What needs to be done -
Scan the entries below. Return every line that includes "tulip".

Data in this exercise -
-------------------------

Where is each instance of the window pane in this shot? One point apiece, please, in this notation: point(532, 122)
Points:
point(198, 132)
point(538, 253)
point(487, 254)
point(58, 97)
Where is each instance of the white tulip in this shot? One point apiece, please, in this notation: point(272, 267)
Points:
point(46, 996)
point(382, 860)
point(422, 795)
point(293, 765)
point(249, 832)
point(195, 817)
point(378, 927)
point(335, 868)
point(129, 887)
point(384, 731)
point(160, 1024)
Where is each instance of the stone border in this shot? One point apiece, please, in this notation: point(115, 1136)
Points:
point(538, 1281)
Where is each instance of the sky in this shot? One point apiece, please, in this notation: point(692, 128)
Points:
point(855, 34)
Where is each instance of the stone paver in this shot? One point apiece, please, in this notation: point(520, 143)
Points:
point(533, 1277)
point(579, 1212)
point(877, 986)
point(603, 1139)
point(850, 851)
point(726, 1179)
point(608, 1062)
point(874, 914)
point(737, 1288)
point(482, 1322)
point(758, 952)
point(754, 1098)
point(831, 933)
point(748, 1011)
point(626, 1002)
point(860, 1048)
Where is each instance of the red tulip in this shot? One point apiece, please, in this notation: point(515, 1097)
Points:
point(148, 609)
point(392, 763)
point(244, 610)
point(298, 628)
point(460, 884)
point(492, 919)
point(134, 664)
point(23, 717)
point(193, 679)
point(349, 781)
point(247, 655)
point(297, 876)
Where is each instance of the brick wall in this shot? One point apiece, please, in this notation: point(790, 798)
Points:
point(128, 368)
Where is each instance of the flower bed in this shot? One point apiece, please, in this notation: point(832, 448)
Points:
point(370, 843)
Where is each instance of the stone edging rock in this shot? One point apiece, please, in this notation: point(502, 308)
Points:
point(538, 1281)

-------------------------

Answer space -
Where is each instance of the white tulip in this shot? One point apiece, please, in this notation: point(272, 267)
Where is each instance of the red tulip in this shot? One point apiece, please, in this notation: point(515, 1097)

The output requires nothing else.